## YOUR INSTRUCTIONS
Exactly reproduce the lines from the one holding "Where can the white" through the final line of the listing below, with both ends included and nothing else.
--- START SOURCE MATERIAL ---
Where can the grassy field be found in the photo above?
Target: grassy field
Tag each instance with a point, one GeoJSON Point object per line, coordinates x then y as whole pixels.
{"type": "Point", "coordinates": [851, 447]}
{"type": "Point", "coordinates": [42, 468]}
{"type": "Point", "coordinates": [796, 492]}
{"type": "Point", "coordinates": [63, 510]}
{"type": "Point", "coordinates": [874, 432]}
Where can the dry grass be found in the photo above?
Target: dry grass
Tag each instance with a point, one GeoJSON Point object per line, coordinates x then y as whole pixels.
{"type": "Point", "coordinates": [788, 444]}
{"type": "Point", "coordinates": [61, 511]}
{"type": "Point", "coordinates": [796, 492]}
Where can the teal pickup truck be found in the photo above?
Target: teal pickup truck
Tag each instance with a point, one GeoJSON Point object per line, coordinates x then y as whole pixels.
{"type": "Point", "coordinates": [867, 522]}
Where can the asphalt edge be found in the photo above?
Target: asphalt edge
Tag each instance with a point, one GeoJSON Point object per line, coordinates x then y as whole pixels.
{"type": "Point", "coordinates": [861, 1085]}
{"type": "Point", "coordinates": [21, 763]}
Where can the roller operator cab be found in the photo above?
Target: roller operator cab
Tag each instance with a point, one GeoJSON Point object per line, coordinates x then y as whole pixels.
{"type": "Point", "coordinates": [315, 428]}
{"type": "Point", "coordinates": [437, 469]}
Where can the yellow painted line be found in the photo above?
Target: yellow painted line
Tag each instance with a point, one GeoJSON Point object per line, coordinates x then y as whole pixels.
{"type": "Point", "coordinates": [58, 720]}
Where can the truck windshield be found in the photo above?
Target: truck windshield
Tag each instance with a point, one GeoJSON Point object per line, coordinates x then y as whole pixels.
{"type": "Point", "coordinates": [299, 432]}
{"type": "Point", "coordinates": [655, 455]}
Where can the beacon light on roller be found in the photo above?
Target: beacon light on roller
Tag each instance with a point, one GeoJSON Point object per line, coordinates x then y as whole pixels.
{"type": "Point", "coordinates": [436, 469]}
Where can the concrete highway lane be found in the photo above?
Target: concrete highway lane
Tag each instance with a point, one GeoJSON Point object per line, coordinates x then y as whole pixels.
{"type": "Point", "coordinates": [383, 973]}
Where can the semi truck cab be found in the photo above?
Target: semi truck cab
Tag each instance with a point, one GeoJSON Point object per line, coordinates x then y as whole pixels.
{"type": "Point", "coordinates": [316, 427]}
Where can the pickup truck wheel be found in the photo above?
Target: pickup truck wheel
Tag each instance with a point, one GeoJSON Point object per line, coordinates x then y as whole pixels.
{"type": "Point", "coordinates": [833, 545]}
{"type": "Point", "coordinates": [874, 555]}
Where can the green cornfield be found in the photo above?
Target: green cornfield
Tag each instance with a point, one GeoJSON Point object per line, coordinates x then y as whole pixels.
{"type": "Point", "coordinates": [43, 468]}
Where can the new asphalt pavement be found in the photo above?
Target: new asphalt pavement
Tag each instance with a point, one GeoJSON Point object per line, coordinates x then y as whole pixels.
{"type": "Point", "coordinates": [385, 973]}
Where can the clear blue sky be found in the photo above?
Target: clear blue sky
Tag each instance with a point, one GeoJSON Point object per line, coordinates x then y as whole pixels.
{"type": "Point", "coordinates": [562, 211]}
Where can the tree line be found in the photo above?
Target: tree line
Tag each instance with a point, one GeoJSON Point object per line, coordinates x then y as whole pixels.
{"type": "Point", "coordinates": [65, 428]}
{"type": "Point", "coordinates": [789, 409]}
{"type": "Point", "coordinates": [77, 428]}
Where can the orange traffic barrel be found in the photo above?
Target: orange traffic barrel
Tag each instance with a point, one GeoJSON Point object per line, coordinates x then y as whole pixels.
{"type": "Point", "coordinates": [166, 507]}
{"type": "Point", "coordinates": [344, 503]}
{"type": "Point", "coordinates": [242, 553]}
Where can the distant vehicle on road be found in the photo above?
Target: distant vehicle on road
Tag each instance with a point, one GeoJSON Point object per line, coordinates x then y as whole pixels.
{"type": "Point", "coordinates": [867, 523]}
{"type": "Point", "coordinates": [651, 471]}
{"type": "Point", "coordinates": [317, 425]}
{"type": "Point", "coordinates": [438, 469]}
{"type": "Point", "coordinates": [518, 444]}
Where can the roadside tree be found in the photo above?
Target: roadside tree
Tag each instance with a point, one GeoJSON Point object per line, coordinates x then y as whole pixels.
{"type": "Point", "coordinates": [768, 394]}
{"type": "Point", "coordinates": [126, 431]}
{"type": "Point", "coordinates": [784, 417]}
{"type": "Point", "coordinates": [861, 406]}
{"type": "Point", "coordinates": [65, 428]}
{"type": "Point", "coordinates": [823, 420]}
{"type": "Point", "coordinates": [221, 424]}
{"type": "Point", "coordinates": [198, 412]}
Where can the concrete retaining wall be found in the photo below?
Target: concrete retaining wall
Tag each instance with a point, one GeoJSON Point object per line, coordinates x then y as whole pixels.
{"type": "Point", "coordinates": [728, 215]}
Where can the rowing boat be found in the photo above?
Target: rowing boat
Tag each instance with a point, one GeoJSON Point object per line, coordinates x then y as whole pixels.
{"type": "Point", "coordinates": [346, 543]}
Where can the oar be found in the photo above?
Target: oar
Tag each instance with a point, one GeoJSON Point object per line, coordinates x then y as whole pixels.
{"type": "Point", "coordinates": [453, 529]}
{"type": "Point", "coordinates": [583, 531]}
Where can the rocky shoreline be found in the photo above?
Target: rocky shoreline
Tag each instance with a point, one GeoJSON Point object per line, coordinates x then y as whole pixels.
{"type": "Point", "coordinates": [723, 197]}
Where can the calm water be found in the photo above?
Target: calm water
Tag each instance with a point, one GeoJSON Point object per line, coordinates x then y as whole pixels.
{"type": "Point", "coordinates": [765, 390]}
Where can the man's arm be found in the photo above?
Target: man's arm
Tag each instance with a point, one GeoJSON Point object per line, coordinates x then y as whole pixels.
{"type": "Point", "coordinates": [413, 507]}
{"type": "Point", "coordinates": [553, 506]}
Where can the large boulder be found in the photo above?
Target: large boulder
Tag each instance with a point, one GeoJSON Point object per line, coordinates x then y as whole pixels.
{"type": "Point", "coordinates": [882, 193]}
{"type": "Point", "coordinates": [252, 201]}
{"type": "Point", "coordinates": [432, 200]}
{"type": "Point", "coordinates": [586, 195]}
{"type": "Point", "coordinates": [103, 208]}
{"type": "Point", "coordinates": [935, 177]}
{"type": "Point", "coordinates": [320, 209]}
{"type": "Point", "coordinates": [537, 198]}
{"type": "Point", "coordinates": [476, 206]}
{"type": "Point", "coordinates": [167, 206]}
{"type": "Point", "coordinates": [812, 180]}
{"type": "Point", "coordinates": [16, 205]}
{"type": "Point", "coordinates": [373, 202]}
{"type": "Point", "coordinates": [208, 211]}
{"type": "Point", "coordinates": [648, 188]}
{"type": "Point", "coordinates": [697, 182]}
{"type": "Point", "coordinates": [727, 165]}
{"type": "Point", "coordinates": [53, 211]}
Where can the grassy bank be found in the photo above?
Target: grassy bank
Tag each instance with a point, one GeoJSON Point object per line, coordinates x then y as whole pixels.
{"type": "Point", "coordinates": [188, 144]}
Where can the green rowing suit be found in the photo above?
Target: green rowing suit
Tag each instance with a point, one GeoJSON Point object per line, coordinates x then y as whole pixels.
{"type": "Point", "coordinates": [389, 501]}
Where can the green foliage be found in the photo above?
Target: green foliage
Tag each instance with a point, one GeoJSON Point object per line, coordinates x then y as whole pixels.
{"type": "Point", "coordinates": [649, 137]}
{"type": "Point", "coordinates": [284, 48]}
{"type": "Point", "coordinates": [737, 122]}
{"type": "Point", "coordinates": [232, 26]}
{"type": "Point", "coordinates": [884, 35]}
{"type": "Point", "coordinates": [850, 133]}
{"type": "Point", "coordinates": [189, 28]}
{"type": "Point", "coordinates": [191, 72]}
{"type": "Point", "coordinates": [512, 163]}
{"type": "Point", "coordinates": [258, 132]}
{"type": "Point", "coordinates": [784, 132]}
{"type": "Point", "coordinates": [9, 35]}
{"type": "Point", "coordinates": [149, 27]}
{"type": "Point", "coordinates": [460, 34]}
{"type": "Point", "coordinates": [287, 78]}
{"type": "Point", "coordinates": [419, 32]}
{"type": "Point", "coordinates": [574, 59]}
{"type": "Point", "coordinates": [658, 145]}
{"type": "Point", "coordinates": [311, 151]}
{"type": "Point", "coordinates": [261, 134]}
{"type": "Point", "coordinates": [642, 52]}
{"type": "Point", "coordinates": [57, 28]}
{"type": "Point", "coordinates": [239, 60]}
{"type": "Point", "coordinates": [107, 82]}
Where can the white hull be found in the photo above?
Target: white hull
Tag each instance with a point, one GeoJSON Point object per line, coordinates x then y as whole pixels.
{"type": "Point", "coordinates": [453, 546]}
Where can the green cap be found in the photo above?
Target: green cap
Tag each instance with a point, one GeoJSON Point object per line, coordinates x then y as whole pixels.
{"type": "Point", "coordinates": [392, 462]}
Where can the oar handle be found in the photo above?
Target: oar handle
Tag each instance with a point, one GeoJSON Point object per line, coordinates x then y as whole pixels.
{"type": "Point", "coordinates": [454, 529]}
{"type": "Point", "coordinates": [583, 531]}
--- END SOURCE MATERIAL ---
## SOLUTION TO THIS EXERCISE
Where can the white hull be found in the photo above?
Target: white hull
Tag each instance with a point, one GeoJSON Point object per line, coordinates x then y as whole pixels.
{"type": "Point", "coordinates": [453, 546]}
Where can the green cap be found in the photo above?
Target: green cap
Tag each instance with a point, one GeoJSON Point object per line, coordinates x then y as whole pixels.
{"type": "Point", "coordinates": [392, 462]}
Where can the oar handle be found in the photo above?
Target: oar handle
Tag each instance with a point, one GeoJSON Point object per line, coordinates x then y as whole pixels.
{"type": "Point", "coordinates": [454, 529]}
{"type": "Point", "coordinates": [583, 531]}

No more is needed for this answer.